> **Exercise prompt**: Count the lines in the entries below that contain the string "fire", matching case exactly, and reply with only that number.

> **Record excerpts**:

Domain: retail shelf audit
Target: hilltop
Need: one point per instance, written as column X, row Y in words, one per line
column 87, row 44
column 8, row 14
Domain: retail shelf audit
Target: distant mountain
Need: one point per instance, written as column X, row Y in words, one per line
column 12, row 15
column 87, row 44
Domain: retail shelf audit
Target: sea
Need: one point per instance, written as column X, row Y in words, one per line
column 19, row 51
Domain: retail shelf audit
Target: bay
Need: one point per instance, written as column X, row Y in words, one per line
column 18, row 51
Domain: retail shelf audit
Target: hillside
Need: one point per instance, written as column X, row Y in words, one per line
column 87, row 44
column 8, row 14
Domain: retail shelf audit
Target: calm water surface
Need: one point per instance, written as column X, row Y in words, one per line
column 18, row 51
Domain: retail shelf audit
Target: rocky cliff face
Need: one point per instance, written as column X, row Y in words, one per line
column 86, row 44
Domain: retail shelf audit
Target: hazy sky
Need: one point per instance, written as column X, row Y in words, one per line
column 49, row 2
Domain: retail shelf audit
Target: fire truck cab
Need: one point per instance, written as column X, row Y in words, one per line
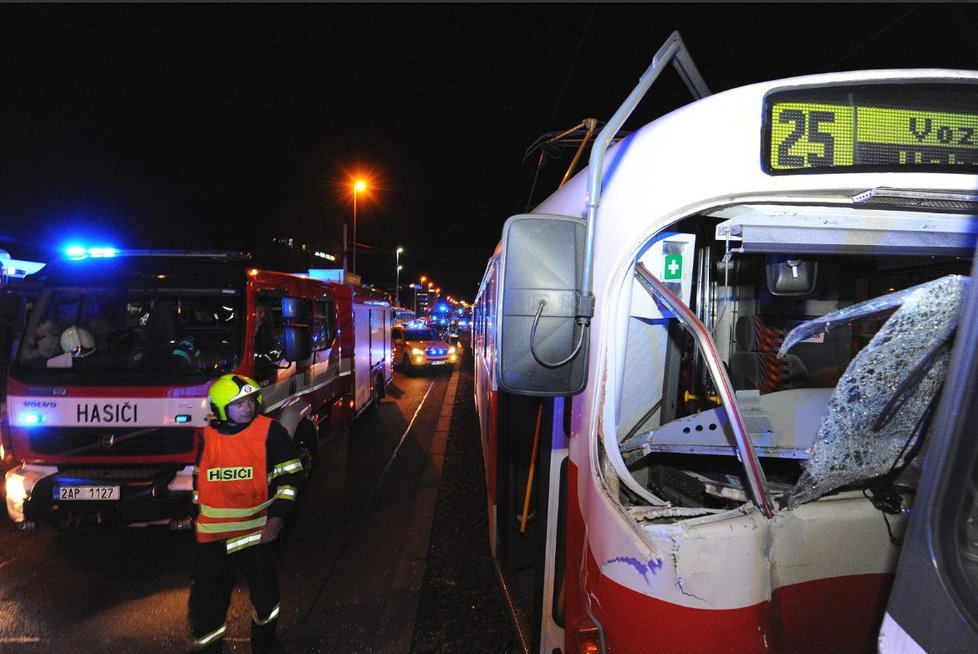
column 114, row 353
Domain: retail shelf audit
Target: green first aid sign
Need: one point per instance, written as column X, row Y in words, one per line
column 673, row 267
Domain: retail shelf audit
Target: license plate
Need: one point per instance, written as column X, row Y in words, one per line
column 86, row 493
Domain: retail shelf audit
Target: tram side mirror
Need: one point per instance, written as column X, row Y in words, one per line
column 298, row 329
column 542, row 261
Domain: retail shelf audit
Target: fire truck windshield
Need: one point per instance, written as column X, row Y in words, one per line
column 117, row 334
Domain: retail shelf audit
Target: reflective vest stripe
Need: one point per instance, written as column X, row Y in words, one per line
column 283, row 493
column 216, row 512
column 284, row 468
column 221, row 527
column 211, row 637
column 271, row 616
column 241, row 542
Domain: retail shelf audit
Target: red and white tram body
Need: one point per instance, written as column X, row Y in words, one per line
column 704, row 493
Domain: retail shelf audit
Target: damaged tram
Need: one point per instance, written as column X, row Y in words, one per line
column 707, row 366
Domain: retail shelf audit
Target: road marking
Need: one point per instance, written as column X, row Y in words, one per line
column 407, row 431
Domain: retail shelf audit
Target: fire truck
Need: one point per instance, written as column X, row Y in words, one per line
column 107, row 387
column 707, row 366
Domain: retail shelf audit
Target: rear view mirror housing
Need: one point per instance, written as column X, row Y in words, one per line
column 542, row 260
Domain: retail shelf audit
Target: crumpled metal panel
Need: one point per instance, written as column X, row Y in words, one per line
column 849, row 446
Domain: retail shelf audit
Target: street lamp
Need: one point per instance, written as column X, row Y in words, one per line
column 358, row 186
column 415, row 287
column 397, row 276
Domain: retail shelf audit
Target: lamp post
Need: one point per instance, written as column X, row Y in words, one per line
column 397, row 276
column 358, row 186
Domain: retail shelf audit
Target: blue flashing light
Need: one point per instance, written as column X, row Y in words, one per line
column 30, row 419
column 78, row 252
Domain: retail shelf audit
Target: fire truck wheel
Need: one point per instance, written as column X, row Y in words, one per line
column 307, row 438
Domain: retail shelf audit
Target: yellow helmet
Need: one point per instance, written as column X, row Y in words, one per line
column 231, row 388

> **Answer for this exercise**: 4